__About this task__
What is needed is an exact copy of the lines in the listing below, from the one with "Target: tulle skirt" up to and including the one with "the green leaf", with no other lines.

★ ★ ★

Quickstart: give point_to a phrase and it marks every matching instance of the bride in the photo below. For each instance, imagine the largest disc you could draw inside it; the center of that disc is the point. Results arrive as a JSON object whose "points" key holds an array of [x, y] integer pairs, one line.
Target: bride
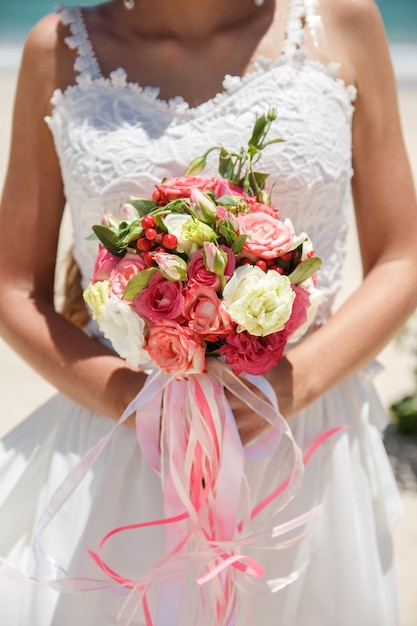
{"points": [[111, 100]]}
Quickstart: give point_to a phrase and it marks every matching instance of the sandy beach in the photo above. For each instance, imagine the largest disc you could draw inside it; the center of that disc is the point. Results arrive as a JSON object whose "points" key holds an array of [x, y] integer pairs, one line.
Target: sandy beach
{"points": [[22, 389]]}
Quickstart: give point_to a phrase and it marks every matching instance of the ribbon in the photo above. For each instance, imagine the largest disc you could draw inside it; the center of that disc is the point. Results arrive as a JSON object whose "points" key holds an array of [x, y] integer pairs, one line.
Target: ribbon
{"points": [[209, 514]]}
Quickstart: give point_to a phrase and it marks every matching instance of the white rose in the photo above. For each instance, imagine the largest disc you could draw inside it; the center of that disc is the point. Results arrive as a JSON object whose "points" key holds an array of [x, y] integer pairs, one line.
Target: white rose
{"points": [[96, 296], [316, 297], [174, 223], [259, 302], [125, 329]]}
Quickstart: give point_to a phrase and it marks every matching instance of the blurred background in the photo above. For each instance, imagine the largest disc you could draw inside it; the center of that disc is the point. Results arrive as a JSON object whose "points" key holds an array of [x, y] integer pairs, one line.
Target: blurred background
{"points": [[400, 18]]}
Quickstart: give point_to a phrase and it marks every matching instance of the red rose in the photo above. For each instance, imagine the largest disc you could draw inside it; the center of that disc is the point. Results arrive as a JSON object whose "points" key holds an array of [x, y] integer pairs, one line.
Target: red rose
{"points": [[253, 354], [181, 187]]}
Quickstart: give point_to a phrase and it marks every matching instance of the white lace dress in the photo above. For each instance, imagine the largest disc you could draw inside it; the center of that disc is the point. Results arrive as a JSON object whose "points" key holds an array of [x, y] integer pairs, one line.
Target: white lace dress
{"points": [[116, 138]]}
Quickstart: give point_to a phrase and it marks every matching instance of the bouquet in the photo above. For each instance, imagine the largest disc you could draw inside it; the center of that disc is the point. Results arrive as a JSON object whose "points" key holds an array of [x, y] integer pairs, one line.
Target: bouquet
{"points": [[206, 267], [204, 284]]}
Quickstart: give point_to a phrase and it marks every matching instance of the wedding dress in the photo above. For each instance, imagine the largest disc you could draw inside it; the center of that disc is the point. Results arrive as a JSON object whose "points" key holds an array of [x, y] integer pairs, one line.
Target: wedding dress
{"points": [[116, 139]]}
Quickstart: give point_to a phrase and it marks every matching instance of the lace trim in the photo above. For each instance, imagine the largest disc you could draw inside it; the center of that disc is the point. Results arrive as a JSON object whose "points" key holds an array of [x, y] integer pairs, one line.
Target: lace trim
{"points": [[86, 63], [293, 42], [294, 54], [231, 84]]}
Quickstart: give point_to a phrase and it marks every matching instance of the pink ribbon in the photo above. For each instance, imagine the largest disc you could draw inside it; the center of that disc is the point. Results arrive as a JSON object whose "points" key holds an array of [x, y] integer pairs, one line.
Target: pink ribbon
{"points": [[209, 513]]}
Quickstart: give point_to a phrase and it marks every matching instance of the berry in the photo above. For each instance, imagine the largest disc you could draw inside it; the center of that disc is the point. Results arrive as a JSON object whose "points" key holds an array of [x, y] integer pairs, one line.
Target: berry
{"points": [[148, 257], [143, 244], [148, 221], [169, 241], [261, 264], [150, 233]]}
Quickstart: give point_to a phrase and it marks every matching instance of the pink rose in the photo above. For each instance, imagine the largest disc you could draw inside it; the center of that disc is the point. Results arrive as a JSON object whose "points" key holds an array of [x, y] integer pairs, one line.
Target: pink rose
{"points": [[199, 275], [268, 237], [161, 299], [127, 267], [253, 354], [258, 207], [181, 187], [205, 313], [176, 350], [299, 309], [104, 263], [231, 261]]}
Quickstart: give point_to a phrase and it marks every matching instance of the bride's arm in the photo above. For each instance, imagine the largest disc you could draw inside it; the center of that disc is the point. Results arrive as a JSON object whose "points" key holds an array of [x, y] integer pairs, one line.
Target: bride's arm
{"points": [[386, 216], [30, 215]]}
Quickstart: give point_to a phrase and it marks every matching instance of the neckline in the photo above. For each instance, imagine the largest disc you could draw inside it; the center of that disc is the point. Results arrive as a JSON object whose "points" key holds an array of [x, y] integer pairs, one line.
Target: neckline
{"points": [[87, 64], [293, 53], [232, 84]]}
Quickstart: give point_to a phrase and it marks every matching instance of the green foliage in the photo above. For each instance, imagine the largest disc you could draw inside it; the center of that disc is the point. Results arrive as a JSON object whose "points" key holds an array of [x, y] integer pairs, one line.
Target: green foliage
{"points": [[138, 282], [238, 166], [304, 270]]}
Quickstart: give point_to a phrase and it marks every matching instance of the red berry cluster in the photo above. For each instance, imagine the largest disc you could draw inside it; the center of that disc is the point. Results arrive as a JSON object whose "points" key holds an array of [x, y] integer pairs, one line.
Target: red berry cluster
{"points": [[283, 264], [153, 240]]}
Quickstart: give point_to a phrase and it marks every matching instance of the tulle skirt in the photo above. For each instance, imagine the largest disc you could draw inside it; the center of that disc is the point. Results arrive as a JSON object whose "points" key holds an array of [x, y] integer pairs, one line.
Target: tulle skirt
{"points": [[346, 557]]}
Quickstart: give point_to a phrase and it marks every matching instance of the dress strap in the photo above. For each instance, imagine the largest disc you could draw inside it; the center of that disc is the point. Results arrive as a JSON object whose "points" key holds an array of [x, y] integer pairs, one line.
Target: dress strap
{"points": [[301, 14], [295, 32], [315, 26], [86, 63]]}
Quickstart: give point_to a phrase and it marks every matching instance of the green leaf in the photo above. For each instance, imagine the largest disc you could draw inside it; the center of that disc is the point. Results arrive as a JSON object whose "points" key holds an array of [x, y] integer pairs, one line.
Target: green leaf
{"points": [[226, 164], [160, 224], [143, 206], [238, 243], [138, 282], [306, 269], [109, 239], [227, 200], [258, 131]]}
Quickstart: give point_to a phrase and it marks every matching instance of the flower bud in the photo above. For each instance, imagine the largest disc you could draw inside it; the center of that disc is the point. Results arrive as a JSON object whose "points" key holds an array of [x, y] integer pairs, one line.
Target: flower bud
{"points": [[171, 266]]}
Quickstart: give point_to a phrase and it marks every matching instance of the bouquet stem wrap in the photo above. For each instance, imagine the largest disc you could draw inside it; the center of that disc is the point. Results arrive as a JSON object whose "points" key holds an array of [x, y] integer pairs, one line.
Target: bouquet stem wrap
{"points": [[187, 433]]}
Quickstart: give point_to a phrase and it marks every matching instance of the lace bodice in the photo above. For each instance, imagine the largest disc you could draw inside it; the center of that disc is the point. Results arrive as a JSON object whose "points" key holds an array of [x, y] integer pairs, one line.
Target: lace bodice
{"points": [[116, 139]]}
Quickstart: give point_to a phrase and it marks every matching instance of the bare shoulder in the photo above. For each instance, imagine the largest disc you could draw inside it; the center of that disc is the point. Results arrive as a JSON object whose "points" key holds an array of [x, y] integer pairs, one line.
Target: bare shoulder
{"points": [[47, 63], [357, 38]]}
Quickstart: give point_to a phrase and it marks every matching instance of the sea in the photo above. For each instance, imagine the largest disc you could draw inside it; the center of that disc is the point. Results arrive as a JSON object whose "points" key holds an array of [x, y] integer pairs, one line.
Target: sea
{"points": [[400, 20]]}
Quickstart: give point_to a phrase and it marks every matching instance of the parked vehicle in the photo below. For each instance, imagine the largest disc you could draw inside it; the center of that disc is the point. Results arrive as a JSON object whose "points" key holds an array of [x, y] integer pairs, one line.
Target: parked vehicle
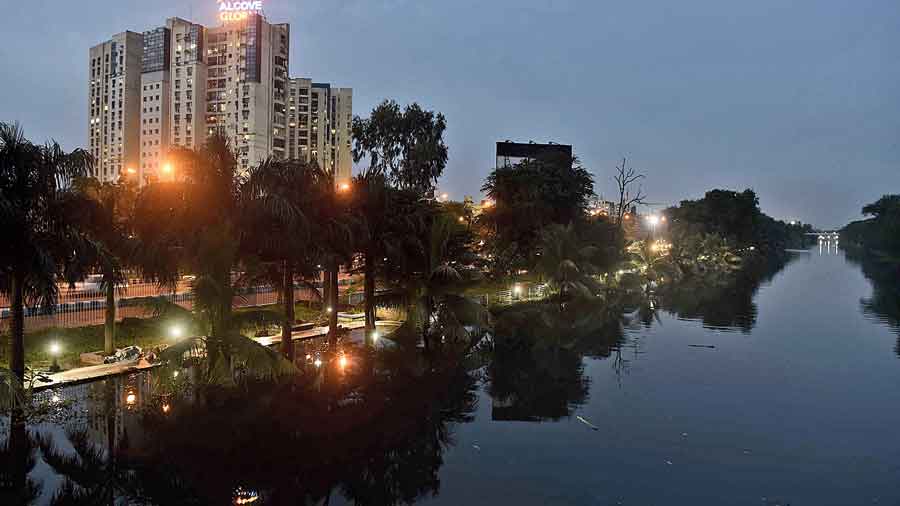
{"points": [[128, 354]]}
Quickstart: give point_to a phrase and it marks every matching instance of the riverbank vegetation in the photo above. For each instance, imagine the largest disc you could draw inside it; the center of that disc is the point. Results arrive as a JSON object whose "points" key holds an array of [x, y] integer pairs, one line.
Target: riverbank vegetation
{"points": [[879, 234], [289, 223]]}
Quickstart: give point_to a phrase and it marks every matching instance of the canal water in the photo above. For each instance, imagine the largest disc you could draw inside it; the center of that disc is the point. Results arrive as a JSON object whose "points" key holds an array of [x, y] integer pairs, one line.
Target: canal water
{"points": [[782, 388]]}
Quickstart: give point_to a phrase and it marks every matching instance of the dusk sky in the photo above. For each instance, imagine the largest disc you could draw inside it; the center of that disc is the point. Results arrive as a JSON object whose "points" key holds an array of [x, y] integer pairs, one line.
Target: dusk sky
{"points": [[798, 100]]}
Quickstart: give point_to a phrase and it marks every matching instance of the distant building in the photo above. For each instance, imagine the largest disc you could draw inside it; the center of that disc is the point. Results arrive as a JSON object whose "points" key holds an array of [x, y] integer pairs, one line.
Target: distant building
{"points": [[177, 84], [114, 108], [320, 125], [511, 153]]}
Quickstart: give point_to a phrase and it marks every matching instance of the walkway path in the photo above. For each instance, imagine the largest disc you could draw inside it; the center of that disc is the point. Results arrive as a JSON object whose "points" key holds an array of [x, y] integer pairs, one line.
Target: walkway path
{"points": [[96, 372]]}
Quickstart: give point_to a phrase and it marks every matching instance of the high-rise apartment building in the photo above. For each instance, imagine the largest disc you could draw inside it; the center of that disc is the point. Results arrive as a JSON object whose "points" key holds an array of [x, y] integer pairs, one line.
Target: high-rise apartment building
{"points": [[190, 82], [114, 105], [320, 125]]}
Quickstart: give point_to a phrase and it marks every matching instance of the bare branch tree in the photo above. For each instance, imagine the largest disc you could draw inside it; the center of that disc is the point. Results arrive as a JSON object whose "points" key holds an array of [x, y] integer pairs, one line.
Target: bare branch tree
{"points": [[626, 178]]}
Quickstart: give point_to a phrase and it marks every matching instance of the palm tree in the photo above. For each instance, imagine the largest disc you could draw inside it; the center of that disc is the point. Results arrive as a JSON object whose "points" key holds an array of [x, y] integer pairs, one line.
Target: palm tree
{"points": [[43, 242], [332, 226], [372, 204], [276, 198], [107, 219], [194, 224], [566, 262]]}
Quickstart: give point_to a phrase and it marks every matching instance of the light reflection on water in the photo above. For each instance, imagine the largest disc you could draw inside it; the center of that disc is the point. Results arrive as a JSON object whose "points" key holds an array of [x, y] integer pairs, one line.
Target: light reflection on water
{"points": [[779, 388]]}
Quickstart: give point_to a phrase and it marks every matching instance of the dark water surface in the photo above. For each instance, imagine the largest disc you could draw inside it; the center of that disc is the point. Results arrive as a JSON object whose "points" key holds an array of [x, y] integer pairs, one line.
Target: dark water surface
{"points": [[802, 409], [784, 390]]}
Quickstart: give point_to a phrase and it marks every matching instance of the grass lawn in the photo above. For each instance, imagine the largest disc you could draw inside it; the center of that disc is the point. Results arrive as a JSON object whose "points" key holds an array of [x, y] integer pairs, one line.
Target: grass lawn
{"points": [[144, 332]]}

★ ★ ★

__Task output__
Target: tulle skirt
{"points": [[346, 557]]}
Quickstart: give point_to a phrase and it marks every matching instance of the dress strap in the photo above. For each instance, imagine the largest disc you could draw inside it; the center of that disc is the point. Results arrive as a JSON object whose "points" key holds an array of [x, y] integer pairs, one line.
Target: dress strap
{"points": [[301, 14], [295, 32], [315, 26], [86, 63]]}
Quickstart: give point_to a phrase and it marks every matching instance of the green leaf in the photo above. For each instance, imagine the largest disc you could draw inside it; the center of that disc is the point. Results arrive as a JSON object whose "points" key holds an array of [x, y] integer pairs, one line.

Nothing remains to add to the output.